■ **Testo fornito**
--
Pubblicato in America nel 1942, “Un albero cresce a Brooklyn” narra la storia della famiglia Nolan vista con gli occhi della primogenita Francie che all’inizio del Novecento cerca di riscattarsi dalla miseria e dalla sofferenza.

Un libro consigliato ancora oggi nelle scuole ai lettori più piccoli.

(Ri)letto grazie al blog “Libri di donne” [http://libridonne.splinder.com], “Un albero cresce a Brookliyn” ho poi scoperto, nel corso della lettura, di averlo già letto in prima media e, presumo, abbandonato dopo poche pagine.

Il brano che mi ha fatto ricordare di aver già affrontato questo libro è stato il seguente:

Francie era convinta che nella biblioteca vi fossero tutti i libri del mondo e si era ripromessa di leggerli tutti. Ne leggeva uno al giorno, in ordine alfabetico, senza saltare i meno interessanti. (...) Francie era una vera lettrice” (pag. 30)

Ho scritto “presumo” di averlo abbandonato perché non ricordavo affatto come finissero le vicende di Francie ma avevo comunque chiaro, a distanza di così tanti anni, il fastidio provato nel leggere di quanto fosse brava e diligente la Francie del libro che all’età di soli undici anni nel 1912 era capace di leggersi UN libro AL GIORNO indistintamente dal genere, e dall’autore - credo quindi si leggesse anche i trattati di epistemologia e quelli sulla teoria di Kaluza-Klein...
--
■ **Elenco dei dati**
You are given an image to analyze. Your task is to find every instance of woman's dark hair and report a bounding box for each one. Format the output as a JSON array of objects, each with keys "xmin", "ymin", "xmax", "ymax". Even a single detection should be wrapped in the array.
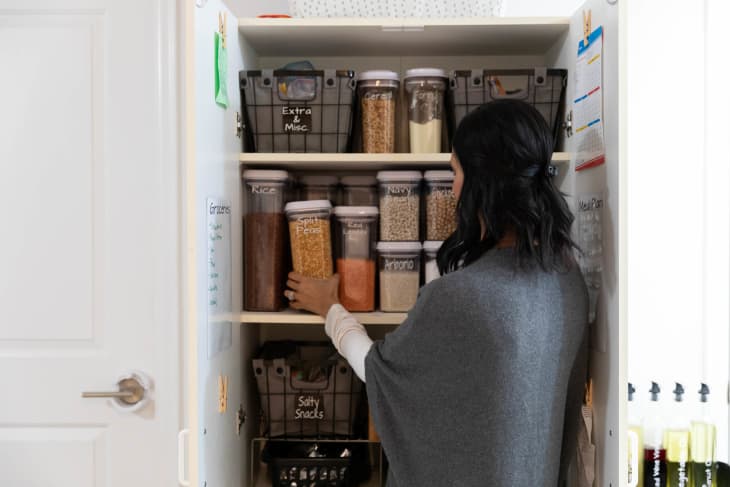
[{"xmin": 437, "ymin": 100, "xmax": 577, "ymax": 274}]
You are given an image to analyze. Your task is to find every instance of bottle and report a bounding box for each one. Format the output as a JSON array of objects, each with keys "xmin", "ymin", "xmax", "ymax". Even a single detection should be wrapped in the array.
[
  {"xmin": 664, "ymin": 382, "xmax": 690, "ymax": 487},
  {"xmin": 644, "ymin": 382, "xmax": 667, "ymax": 487},
  {"xmin": 628, "ymin": 382, "xmax": 644, "ymax": 487},
  {"xmin": 690, "ymin": 384, "xmax": 717, "ymax": 487}
]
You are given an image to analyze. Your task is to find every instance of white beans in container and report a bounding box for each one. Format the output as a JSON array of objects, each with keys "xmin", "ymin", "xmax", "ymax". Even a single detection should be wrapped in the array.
[
  {"xmin": 377, "ymin": 171, "xmax": 421, "ymax": 242},
  {"xmin": 424, "ymin": 171, "xmax": 456, "ymax": 240}
]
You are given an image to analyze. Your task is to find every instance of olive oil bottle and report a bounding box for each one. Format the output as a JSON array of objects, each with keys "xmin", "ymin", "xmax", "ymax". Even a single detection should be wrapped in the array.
[
  {"xmin": 644, "ymin": 382, "xmax": 667, "ymax": 487},
  {"xmin": 664, "ymin": 383, "xmax": 690, "ymax": 487},
  {"xmin": 690, "ymin": 384, "xmax": 717, "ymax": 487},
  {"xmin": 628, "ymin": 382, "xmax": 644, "ymax": 487}
]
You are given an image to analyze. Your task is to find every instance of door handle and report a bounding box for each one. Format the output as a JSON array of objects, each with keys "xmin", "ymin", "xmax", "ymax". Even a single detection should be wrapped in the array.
[{"xmin": 81, "ymin": 371, "xmax": 151, "ymax": 411}]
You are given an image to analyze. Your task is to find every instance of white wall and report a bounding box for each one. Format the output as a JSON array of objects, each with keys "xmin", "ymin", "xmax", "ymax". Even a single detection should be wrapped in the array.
[{"xmin": 227, "ymin": 0, "xmax": 583, "ymax": 17}]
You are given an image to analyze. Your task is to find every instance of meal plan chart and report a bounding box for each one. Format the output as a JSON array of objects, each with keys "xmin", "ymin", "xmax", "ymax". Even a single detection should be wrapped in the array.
[{"xmin": 573, "ymin": 27, "xmax": 606, "ymax": 171}]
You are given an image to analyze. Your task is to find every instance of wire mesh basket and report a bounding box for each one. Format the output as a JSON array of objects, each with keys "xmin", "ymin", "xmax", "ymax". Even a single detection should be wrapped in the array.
[
  {"xmin": 239, "ymin": 69, "xmax": 355, "ymax": 152},
  {"xmin": 448, "ymin": 68, "xmax": 568, "ymax": 150},
  {"xmin": 253, "ymin": 341, "xmax": 363, "ymax": 438}
]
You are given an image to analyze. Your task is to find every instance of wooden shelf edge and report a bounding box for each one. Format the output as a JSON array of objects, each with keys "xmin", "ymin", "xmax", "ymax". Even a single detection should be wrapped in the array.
[
  {"xmin": 239, "ymin": 152, "xmax": 573, "ymax": 169},
  {"xmin": 239, "ymin": 310, "xmax": 407, "ymax": 326}
]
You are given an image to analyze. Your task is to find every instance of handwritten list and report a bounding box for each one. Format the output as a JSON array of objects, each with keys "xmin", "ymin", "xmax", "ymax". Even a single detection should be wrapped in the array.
[{"xmin": 206, "ymin": 198, "xmax": 232, "ymax": 358}]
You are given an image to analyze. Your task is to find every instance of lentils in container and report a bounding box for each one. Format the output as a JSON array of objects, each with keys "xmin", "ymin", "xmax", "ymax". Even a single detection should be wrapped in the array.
[
  {"xmin": 334, "ymin": 206, "xmax": 378, "ymax": 311},
  {"xmin": 340, "ymin": 176, "xmax": 378, "ymax": 206},
  {"xmin": 376, "ymin": 171, "xmax": 422, "ymax": 242},
  {"xmin": 378, "ymin": 242, "xmax": 421, "ymax": 312},
  {"xmin": 424, "ymin": 171, "xmax": 456, "ymax": 240},
  {"xmin": 423, "ymin": 240, "xmax": 443, "ymax": 284},
  {"xmin": 299, "ymin": 175, "xmax": 339, "ymax": 206},
  {"xmin": 284, "ymin": 200, "xmax": 332, "ymax": 279},
  {"xmin": 404, "ymin": 68, "xmax": 446, "ymax": 154},
  {"xmin": 243, "ymin": 170, "xmax": 289, "ymax": 311},
  {"xmin": 357, "ymin": 71, "xmax": 400, "ymax": 153}
]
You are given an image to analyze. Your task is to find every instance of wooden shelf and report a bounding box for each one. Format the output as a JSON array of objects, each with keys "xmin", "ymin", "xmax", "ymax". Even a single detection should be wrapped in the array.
[
  {"xmin": 240, "ymin": 310, "xmax": 407, "ymax": 326},
  {"xmin": 240, "ymin": 152, "xmax": 572, "ymax": 171},
  {"xmin": 238, "ymin": 17, "xmax": 570, "ymax": 57}
]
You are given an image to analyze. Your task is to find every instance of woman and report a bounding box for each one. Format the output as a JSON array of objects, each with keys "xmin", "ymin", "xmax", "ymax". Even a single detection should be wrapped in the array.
[{"xmin": 286, "ymin": 100, "xmax": 587, "ymax": 487}]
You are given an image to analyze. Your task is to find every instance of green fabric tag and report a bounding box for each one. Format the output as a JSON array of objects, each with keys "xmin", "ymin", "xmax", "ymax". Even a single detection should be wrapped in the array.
[{"xmin": 213, "ymin": 32, "xmax": 228, "ymax": 108}]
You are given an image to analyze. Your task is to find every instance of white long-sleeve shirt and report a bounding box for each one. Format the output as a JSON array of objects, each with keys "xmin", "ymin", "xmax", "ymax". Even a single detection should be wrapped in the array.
[{"xmin": 324, "ymin": 304, "xmax": 373, "ymax": 382}]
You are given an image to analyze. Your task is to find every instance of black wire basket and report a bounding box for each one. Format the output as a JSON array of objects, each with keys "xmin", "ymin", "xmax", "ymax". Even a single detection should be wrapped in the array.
[{"xmin": 238, "ymin": 69, "xmax": 355, "ymax": 153}]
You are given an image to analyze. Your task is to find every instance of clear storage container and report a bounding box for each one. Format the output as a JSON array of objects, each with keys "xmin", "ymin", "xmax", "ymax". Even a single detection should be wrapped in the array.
[
  {"xmin": 284, "ymin": 200, "xmax": 332, "ymax": 279},
  {"xmin": 340, "ymin": 176, "xmax": 378, "ymax": 206},
  {"xmin": 377, "ymin": 242, "xmax": 421, "ymax": 311},
  {"xmin": 243, "ymin": 170, "xmax": 289, "ymax": 311},
  {"xmin": 404, "ymin": 68, "xmax": 447, "ymax": 154},
  {"xmin": 357, "ymin": 71, "xmax": 400, "ymax": 153},
  {"xmin": 376, "ymin": 171, "xmax": 422, "ymax": 242},
  {"xmin": 334, "ymin": 206, "xmax": 378, "ymax": 311},
  {"xmin": 299, "ymin": 175, "xmax": 339, "ymax": 206},
  {"xmin": 423, "ymin": 171, "xmax": 456, "ymax": 240},
  {"xmin": 423, "ymin": 240, "xmax": 443, "ymax": 284}
]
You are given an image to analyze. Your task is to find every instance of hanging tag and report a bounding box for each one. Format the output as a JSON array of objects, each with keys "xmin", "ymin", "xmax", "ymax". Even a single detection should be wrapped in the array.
[{"xmin": 214, "ymin": 14, "xmax": 228, "ymax": 108}]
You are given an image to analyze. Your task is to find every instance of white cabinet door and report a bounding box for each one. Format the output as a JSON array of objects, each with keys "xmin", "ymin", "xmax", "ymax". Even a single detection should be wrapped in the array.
[
  {"xmin": 0, "ymin": 0, "xmax": 180, "ymax": 487},
  {"xmin": 549, "ymin": 0, "xmax": 627, "ymax": 486}
]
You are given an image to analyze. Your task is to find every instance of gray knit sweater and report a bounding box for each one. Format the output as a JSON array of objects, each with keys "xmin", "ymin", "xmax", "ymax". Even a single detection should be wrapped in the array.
[{"xmin": 365, "ymin": 249, "xmax": 588, "ymax": 487}]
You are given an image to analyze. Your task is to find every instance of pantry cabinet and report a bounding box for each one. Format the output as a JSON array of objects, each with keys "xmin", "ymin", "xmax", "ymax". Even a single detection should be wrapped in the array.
[{"xmin": 181, "ymin": 0, "xmax": 626, "ymax": 487}]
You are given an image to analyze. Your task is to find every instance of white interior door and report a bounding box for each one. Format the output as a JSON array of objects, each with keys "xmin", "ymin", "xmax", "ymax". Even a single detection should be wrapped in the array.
[{"xmin": 0, "ymin": 0, "xmax": 180, "ymax": 487}]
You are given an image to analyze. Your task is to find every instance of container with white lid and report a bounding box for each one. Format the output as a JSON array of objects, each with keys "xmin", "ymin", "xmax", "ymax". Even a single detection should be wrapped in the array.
[
  {"xmin": 423, "ymin": 240, "xmax": 443, "ymax": 284},
  {"xmin": 377, "ymin": 242, "xmax": 421, "ymax": 312},
  {"xmin": 340, "ymin": 176, "xmax": 378, "ymax": 206},
  {"xmin": 357, "ymin": 70, "xmax": 400, "ymax": 153},
  {"xmin": 243, "ymin": 170, "xmax": 289, "ymax": 311},
  {"xmin": 334, "ymin": 206, "xmax": 378, "ymax": 311},
  {"xmin": 284, "ymin": 200, "xmax": 332, "ymax": 279},
  {"xmin": 299, "ymin": 175, "xmax": 339, "ymax": 206},
  {"xmin": 404, "ymin": 68, "xmax": 447, "ymax": 154},
  {"xmin": 377, "ymin": 171, "xmax": 421, "ymax": 241},
  {"xmin": 424, "ymin": 171, "xmax": 456, "ymax": 240}
]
--
■ **Cosa fare**
[1] Secondo il testo su «Un albero cresce a Brooklyn», in che anno fu pubblicato in America il romanzo?
[2] Trascrivi dal testo su «Un albero cresce a Brooklyn» tutto ciò che va da "Pubblicato in America" giù fino a "dopo poche pagine.".
[3] Riprendi il testo su «Un albero cresce a Brooklyn» dopo la sua ultima frase, per favore.
Le voci provengono da un'altra fonte.

■ **Risposte ai compiti**
[1] Nel 1942.

[2]
Pubblicato in America nel 1942, “Un albero cresce a Brooklyn” narra la storia della famiglia Nolan vista con gli occhi della primogenita Francie che all’inizio del Novecento cerca di riscattarsi dalla miseria e dalla sofferenza.

Un libro consigliato ancora oggi nelle scuole ai lettori più piccoli.

(Ri)letto grazie al blog “Libri di donne” [http://libridonne.splinder.com], “Un albero cresce a Brookliyn” ho poi scoperto, nel corso della lettura, di averlo già letto in prima media e, presumo, abbandonato dopo poche pagine.

[3]
Alquanto saccente e presuntuoso presentare a una bambina della stessa età una così “speciale” e da tenere come esempio, se teniamo conto anche del fatto che Francie è povera e che la sua famiglia tira a campare con un padre semi-alcolizzato e nullafacente che sobbarca tutti i doveri famigliari a una moglie devota e piena di sacrificio cristiano, e che quindi una situazione del genere spinge il piccolo lettore a pensare quanto sia sfortunata la famiglia Nolan e a piangere con lei delle sue disgrazie.

Ci buttiamo sul pietismo, eh?

Va sottolineato anche che nelle primissime pagine l’autrice riesce anche a infilare alcune frasi orripilanti che mandano in maniera subliminale al razzismo, concetto che negli anni ’40 dilagava in Europa e anche in America per via della Seconda Guerra Mondiale. E se aggiungiamo anche che la stessa autrice era di origini tedesche...

Oltre alle continue distinzioni di ceto e origini famigliari, il romanzo affronta argomenti troppo adulti per dei bambini a cui il libro sarebbe destinato: perversione sessuale e ninfomania, pedofilia, corruzione, vizi malsani, omicidio, sesso prematrimoniale, violenze di vario tipo.

Detto questo, voi fareste leggere a un/a bambino/a un libro in cui una ragazzina viene assalita da un maniaco pedofilo che, abbassandosi i pantaloni, la aggredisce sul portone di casa e che, grazie all’arrivo della madre della prima, armata a tutto spiano, il signore in questione viene messo k.o. con un proiettile sparato proprio ...? Oppure in cui la zia di famiglia fa sesso con tutti gli uomini attraenti perché “le piace farlo”?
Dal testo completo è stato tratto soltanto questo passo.